◆ PAGE EXCERPT ◆
· · · · · · ·

I have noticed that in some simulations the following happens: When I ask for the output current, cadence gives the expected curve almost independet of temperature. However, the DC parameters or DC op point doesn't match with what the plot is giving. For example, in the output transistor the current that appears next to the mosfet is in the order of nA but the output curve gives something around 10uA.

This can be a bug from cadence? Or is something that I am doing wrong? Which one should I trust?

NOTE: There are some other curves that I have obtained that both matched in some way.

Regards

- - - Updated - - -

I forgot to tell that this issue happens when, for example, I have the PTAT resistor (the one in the 8 BJT branch) from the analogLib and a susbst. this resistor for an RNHR1000 with the same value, which has a third terminal that is connected to VDD.
 

Don't think this is Cadance's problem and my experience tells me not to suspect the simulator. Show me your DC simulation settings and the schematic, otherwise I can't help.

I always suggest people to do hand calculations before designing, then you usually know if you are on track.
 

Here you go:

here_you go.png

- - - Updated - - -

I noticed that this happens when, for example, after running the temperature sweep, I do a VDD sweep and the result is the 1uA at the end of the sweep (@3.3V -> 1uA) and all the nodes are updated with different values when compared to the temperature sweep.

That's way I ask if it is a bug.
 

Clearly, your amplifier is driving pA current and not working. The VBE of the npn transistors is 70mV, what are you expecting actually? And where is the compensation capacitor? It seems to me that you change the start-up circuit, and I suppose it is not working also.

Again, I suggest you to do hand calculations first; don't think you can get a good design if you keep doing this.
 
Last edited:

Thanks for the reply. I ask, what kind of hand calculations? To implement the start-up cricuit? I haven't found any kind of literature reference on how to do this. The rest is simple.

However, even though, as you say, that the circuit is driving a pA current, I got that output plot. So if the circuit is driving a pA current how do I have an output curve?

· · · · · · ·

◆ SOURCE DATA ◆
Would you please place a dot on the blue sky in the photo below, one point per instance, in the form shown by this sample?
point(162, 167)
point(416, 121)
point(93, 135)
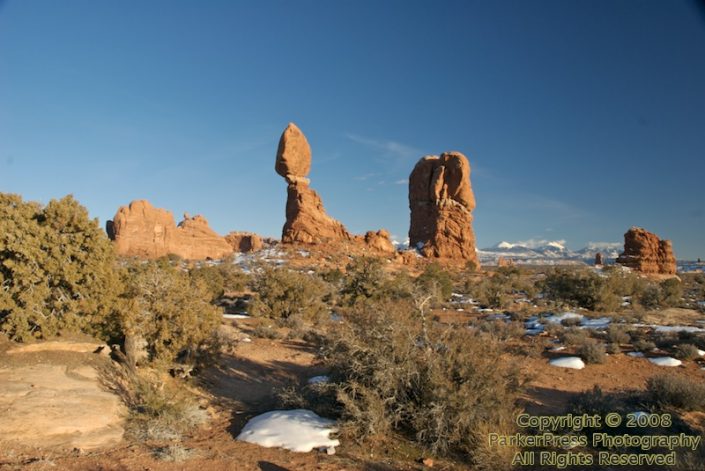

· · · · · · ·

◆ EXERCISE REQUIREMENTS ◆
- 1) In the forum thread on the Cadence simulation mismatch, which part replaced the analogLib PTAT resistor?
- 2) Write what comes next in the forum thread about the Cadence simulation mismatch, picking up after its final post.

◆ IN RESPONSE ◆
- 1) An RNHR1000 with the same value, whose third terminal is connected to VDD.

- 2)
Regarding the compensation capacitor, I didn't understood for what that is needed, because the amplifier, this one is competly stable and moreover, I don't know the value that the capacitor should have because never found in any paper any reference to the value of that capacitor. Moreover, I tried the compensation capacitor (because I thought too that the result could be because of the lack of the compensation capacitor) and nothing happened. I tried several values.

Kind regards and thank you in advance for taking some of your time to try help me out how to understand this.

EDIT: I forgot to say another thing. I managed to put the circuit working (producing the reasonable amount of current - say 10uA i each BJT branch) with some current in each BJT branch and have a nice compensation output current. However the problem comes when running corners, specially when varying the resistance corners. What is funny is that every paper that I read with more or less attention they never showed their corners result taking into account the resistance variation.
 
Last edited:

Thanks for the reply. I ask, what kind of hand calculations? To implement the start-up cricuit? I haven't found any kind of literature reference on how to do this. The rest is simple.

- I meant the calculation of the output current.

However, even though, as you say, that the circuit is driving a pA current, I got that output plot. So if the circuit is driving a pA current how do I have an output curve?

- In the last schematics you showed, the VBE of the BJTs are 70mV and the id of NM13 is 30pA.

Regarding the compensation capacitor, I didn't understood for what that is needed, because the amplifier, this one is competly stable and moreover, I don't know the value that the capacitor should have because never found in any paper any reference to the value of that capacitor. Moreover, I tried the compensation capacitor (because I thought too that the result could be because of the lack of the compensation capacitor) and nothing happened. I tried several values.

- The amplifier is stable, but it forms a feedback loop with more than one pole when you add the amplifier to the BGVR. Because the transistors are with similar sizes, people usually add compensation capacitors (see Baker's book).

Kind regards and thank you in advance for taking some of your time to try help me out how to understand this.

EDIT: I forgot to say another thing. I managed to put the circuit working (producing the reasonable amount of current - say 10uA i each BJT branch) with some current in each BJT branch and have a nice compensation output current. However the problem comes when running corners, specially when varying the resistance corners. What is funny is that every paper that I read with more or less attention they never showed their corners result taking into account the resistance variation.

- The output current varies with the resistor corners, but the output voltage does not. The variations of the resistors (same material) cancel out if you do a good layout.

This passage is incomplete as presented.